═════ Teks Hasil Ekstraksi
Investasi dan P3DN

Loading

Oleh : Fauzi Aziz

ilustrasi

ilustrasi

AMERIKA Serikat dan Zona Eropa yang selama ini dipandang sebagai pemegang hegemoni ekonomi dan militer di dunia belum berhasil memulihkan perekenomiannya seperti sediakala. Padahal di zaman keemasannya, mereka menjadi pengerek pertumbuhan ekonomi negara-negara mitra dagang di belahan dunia yang lain.

Di Asia, para penikmat utamanya adalah China, Jepang, Korsel, India dan negara-negara lainnya. Hari ini mereka mengalami kontraksi pertumbuhan ekonominya akibat lesunya perekonomian di AS dan Zona Eropa. China sebagai contoh yang selama ini selalu menikmati pertumbuhan tinggi (9-10% per tahun) terpaksa terkoreksi cukup besar, yakni hanya sekitar 8%.

Indonesia karena ekonominya tidak terlalu bergantung pada kegiatan para ahli berpendapat tidak terlalu terpengaruh resesi yang dialami oleh AS dan Zona Euro. Ekonominya tumbuh rata-rata 6% per tahun. Namun demikian, karena harga komoditas yang belum beranjak membaik di pasar dunia, akhirnya Indonesia juga mengalami masalah dalam neraca perdagangan dan neraca transaksi berjalan.
══════════
═════ Informasi yang Diberikan
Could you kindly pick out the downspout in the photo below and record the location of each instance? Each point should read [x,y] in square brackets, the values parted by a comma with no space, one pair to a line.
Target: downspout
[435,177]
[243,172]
══════════
- [Yang Diperlukan]: Salin tanpa perubahan bagian teks tentang investasi dan P3DN, mulai dari "Indonesia karena ekonominya" dan berakhir pada "neraca transaksi berjalan.".

- [Hasil]:
Indonesia karena ekonominya tidak terlalu bergantung pada kegiatan para ahli berpendapat tidak terlalu terpengaruh resesi yang dialami oleh AS dan Zona Euro. Ekonominya tumbuh rata-rata 6% per tahun. Namun demikian, karena harga komoditas yang belum beranjak membaik di pasar dunia, akhirnya Indonesia juga mengalami masalah dalam neraca perdagangan dan neraca transaksi berjalan.